### Given problem
Count the lines in the records below that contain the string "lounge", and reply with the number alone.
------------------------------------------------
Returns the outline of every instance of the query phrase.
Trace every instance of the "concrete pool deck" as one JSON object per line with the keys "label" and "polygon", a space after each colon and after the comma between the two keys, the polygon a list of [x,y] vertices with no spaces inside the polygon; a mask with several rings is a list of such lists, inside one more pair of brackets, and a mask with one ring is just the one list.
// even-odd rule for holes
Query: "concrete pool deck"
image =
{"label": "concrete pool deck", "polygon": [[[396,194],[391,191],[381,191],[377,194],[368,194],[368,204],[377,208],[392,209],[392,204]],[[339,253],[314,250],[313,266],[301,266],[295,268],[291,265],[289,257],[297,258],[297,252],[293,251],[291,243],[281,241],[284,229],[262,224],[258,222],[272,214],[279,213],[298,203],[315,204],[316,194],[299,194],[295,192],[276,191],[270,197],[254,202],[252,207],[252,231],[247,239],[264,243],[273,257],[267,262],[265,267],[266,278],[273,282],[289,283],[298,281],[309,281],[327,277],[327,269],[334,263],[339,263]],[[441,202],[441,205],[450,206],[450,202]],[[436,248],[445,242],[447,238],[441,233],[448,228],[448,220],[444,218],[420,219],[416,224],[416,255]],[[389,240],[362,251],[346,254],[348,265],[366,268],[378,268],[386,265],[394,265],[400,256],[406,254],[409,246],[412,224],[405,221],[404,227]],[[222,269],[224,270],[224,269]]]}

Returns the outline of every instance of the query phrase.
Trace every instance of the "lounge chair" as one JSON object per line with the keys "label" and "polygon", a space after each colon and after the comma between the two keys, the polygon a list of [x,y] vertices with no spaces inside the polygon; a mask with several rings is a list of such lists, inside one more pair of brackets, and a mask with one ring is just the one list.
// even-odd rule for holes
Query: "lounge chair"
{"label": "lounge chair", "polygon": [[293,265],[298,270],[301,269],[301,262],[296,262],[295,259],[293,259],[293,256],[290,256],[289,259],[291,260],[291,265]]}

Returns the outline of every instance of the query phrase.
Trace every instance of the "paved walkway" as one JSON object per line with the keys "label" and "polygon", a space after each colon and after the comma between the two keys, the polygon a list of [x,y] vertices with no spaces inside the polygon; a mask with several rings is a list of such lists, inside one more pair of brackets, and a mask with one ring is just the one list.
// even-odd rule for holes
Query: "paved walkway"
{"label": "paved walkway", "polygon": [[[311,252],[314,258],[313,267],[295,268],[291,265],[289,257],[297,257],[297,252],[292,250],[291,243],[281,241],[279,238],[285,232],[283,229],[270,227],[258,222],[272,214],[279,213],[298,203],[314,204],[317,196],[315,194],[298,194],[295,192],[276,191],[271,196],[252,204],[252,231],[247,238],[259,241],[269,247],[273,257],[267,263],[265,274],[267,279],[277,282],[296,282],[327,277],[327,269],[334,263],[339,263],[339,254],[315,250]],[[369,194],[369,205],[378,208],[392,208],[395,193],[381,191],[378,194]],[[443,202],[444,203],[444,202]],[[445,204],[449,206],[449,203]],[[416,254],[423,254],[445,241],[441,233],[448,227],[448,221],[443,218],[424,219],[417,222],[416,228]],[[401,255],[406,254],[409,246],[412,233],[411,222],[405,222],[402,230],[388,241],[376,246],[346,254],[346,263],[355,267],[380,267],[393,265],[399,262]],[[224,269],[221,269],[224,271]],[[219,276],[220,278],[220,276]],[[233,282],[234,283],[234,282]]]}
------------------------------------------------
### Reply to the task
3